◆ **REQUIRED ACTION**: Your job is to return every line in the data holding the string "below".

EXTRACTED DATA Block Start

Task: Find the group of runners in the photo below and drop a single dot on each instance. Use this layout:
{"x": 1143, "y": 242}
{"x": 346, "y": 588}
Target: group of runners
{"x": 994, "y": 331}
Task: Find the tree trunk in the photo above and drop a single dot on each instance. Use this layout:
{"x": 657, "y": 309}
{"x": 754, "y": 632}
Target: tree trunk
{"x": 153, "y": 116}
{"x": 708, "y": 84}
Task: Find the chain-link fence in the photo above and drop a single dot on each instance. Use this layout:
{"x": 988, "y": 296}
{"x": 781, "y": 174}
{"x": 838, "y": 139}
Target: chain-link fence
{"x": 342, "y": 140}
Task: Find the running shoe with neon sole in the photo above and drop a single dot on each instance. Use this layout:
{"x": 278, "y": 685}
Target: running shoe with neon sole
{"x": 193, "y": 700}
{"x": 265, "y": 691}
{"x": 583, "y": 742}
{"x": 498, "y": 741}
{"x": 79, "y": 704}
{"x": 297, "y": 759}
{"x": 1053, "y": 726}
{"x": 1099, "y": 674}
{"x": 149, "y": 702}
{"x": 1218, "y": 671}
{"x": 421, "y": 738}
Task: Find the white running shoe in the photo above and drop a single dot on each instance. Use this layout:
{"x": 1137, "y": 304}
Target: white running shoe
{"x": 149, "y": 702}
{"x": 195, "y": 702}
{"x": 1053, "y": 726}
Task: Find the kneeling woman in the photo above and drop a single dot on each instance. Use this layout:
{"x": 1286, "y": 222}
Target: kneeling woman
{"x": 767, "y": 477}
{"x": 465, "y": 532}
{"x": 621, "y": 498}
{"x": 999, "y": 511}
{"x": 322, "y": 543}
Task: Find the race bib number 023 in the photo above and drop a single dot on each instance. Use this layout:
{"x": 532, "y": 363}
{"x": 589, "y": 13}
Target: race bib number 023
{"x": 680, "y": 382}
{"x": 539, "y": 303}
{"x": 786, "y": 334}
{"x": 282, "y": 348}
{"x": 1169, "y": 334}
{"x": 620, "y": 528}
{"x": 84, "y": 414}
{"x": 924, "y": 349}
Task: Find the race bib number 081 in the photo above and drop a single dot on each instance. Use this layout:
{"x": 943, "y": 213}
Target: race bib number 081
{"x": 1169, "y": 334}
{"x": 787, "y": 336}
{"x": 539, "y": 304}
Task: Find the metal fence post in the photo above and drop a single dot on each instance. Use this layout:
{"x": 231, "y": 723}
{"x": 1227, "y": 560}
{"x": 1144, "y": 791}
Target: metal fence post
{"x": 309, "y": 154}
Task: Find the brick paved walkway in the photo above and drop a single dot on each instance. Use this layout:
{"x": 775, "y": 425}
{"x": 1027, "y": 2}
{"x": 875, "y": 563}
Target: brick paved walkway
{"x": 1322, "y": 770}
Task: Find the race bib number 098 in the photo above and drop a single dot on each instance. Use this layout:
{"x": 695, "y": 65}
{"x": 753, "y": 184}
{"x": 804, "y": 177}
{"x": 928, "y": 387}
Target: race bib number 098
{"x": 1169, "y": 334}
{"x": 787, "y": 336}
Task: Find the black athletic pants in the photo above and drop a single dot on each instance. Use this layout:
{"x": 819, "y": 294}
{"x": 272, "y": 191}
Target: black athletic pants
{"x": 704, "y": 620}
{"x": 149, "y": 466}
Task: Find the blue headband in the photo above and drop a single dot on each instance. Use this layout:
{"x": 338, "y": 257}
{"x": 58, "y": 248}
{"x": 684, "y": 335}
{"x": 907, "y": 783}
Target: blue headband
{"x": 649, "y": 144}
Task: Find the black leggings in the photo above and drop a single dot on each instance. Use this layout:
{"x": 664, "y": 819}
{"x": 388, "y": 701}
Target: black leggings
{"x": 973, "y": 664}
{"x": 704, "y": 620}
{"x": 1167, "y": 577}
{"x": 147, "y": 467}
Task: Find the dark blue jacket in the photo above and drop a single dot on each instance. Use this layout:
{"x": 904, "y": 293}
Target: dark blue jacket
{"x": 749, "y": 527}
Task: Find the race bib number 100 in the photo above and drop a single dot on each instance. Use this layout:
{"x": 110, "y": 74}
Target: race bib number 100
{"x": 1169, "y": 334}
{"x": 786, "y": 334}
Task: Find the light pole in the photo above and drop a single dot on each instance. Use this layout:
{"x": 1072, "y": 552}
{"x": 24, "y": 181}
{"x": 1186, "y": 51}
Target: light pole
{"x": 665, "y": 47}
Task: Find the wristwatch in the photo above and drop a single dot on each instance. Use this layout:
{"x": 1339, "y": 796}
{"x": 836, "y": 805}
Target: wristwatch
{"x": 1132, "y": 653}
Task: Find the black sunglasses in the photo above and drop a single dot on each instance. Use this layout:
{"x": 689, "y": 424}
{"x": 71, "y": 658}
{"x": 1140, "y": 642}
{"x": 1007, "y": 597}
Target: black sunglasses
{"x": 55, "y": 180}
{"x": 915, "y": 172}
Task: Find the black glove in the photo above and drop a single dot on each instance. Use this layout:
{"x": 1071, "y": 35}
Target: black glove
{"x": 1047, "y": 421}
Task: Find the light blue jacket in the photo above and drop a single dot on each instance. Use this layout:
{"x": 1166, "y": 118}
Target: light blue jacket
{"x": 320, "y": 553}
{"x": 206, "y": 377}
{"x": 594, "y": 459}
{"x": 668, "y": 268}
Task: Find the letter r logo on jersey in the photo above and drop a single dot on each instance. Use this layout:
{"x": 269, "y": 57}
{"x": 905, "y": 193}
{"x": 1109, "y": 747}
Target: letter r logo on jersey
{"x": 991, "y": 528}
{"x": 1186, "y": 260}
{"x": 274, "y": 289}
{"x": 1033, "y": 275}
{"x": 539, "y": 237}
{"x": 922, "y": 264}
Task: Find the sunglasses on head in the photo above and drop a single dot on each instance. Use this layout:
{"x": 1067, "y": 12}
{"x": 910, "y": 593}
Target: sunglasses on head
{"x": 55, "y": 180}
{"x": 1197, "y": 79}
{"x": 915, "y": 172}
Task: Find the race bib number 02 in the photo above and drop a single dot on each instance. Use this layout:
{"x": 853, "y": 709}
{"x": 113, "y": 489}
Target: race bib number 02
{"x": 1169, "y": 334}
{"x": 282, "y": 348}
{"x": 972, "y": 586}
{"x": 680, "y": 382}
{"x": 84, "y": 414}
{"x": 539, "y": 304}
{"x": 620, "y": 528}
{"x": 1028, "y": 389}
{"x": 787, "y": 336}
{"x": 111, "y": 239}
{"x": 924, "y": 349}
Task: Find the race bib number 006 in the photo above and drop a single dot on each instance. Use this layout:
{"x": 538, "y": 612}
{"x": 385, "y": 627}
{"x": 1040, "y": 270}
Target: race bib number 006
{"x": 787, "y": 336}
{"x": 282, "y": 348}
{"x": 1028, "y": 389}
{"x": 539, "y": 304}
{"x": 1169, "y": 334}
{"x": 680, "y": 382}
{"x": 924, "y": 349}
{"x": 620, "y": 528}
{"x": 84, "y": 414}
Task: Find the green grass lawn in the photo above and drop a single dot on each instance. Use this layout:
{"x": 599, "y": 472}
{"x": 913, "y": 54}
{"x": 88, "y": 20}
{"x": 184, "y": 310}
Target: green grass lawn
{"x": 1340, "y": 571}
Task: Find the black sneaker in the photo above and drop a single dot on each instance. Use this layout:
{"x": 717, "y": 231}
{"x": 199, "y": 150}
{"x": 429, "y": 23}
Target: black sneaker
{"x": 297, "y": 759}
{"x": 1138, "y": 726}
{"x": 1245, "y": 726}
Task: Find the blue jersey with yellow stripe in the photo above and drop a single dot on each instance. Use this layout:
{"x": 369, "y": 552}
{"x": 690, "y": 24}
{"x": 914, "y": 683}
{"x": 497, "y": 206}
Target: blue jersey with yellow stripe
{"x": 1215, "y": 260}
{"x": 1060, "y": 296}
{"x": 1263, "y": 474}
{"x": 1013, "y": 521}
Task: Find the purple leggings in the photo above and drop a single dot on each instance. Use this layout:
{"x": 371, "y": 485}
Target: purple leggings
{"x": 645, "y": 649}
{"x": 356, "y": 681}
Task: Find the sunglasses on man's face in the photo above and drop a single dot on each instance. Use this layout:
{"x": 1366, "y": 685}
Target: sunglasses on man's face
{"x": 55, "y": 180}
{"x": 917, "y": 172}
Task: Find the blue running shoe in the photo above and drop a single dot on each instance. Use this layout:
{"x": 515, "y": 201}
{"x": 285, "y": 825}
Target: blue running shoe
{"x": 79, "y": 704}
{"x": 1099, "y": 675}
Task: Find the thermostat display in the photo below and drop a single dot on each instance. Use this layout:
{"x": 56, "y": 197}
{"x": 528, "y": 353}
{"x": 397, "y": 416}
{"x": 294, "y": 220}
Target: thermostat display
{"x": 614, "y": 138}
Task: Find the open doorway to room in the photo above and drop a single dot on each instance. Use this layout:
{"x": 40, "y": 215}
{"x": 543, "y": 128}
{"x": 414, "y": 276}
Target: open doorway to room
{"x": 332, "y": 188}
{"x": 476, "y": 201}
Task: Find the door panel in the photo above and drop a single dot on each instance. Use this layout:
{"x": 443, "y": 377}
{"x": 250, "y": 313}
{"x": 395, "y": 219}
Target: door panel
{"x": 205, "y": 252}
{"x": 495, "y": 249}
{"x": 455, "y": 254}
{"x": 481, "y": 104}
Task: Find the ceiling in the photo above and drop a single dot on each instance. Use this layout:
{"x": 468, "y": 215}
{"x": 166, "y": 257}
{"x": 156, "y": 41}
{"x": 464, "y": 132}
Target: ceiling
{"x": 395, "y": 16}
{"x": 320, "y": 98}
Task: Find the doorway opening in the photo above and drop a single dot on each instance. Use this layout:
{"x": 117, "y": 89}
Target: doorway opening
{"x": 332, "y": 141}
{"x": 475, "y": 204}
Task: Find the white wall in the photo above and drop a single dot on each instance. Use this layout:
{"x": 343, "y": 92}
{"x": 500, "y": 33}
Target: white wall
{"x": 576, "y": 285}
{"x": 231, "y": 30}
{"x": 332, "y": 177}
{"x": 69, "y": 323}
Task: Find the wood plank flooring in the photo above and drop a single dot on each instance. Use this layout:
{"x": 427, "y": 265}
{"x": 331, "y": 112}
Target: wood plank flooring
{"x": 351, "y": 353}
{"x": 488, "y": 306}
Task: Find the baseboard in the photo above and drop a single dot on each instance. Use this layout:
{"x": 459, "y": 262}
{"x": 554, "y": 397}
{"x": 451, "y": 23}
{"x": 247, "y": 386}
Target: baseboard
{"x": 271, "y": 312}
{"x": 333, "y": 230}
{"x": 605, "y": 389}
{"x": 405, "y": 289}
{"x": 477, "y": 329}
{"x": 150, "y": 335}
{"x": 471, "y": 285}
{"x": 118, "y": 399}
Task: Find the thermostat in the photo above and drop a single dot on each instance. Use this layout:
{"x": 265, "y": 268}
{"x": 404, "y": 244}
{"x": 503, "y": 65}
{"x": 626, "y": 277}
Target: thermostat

EXTRACTED DATA Block End

◆ **EXPECTED ANSWER**:
Task: Find the group of runners in the photo below and drop a single dot on each instance. Use this layout:
Task: Find the thermostat display in the photo below and drop a single dot on each instance. Use this layout:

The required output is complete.